Top of EXERCISE INPUT

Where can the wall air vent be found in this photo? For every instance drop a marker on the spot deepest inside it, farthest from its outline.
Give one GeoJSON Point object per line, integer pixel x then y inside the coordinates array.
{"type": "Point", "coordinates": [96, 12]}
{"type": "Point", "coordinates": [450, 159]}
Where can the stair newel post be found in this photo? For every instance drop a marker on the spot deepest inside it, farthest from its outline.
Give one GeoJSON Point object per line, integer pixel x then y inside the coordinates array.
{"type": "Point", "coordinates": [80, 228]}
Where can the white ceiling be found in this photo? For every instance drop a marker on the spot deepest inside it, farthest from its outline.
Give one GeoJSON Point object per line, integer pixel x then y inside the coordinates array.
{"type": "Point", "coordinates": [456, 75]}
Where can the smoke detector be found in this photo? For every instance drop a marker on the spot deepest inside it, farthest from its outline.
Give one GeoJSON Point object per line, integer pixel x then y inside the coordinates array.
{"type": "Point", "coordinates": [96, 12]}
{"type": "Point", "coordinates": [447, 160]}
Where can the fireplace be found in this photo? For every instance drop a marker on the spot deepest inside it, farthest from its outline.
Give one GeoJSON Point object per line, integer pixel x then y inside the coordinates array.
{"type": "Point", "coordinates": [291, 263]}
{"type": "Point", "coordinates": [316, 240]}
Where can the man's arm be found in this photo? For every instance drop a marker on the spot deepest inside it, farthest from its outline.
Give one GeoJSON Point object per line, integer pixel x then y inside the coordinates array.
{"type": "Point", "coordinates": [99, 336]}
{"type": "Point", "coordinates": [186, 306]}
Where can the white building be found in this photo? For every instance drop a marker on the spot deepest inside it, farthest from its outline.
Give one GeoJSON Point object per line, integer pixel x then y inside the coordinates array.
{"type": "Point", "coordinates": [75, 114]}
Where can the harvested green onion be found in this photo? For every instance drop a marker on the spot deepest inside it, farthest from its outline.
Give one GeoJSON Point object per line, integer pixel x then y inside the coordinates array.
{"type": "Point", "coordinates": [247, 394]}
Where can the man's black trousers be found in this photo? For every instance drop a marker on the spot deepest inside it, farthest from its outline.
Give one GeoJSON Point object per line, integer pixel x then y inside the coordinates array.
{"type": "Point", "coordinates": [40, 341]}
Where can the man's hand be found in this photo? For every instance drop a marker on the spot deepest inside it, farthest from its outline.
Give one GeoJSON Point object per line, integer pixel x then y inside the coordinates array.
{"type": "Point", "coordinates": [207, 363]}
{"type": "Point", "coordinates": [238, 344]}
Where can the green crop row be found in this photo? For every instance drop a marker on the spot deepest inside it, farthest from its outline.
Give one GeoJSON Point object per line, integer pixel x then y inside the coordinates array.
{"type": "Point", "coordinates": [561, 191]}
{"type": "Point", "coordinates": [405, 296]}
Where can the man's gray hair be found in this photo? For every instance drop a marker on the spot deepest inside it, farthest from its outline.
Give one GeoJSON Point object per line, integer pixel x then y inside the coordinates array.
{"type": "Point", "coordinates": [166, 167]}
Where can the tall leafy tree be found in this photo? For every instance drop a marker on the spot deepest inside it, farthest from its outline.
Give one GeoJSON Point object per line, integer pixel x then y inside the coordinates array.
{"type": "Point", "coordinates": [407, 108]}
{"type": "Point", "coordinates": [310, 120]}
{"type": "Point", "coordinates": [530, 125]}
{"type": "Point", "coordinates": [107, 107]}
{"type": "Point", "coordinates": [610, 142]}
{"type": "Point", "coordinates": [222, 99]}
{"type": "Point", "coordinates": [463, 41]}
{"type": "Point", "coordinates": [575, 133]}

Bottom of EXERCISE INPUT

EXERCISE GOAL: Extract every line from the records above that contains the word "green".

RESULT BELOW:
Where can the harvested green onion be found in this photo? For every instance drop a marker on the spot deepest inside it, farthest from its outline.
Where can the green crop row be found in this photo? For every instance drop a marker on the spot deepest inside it, farthest from its outline.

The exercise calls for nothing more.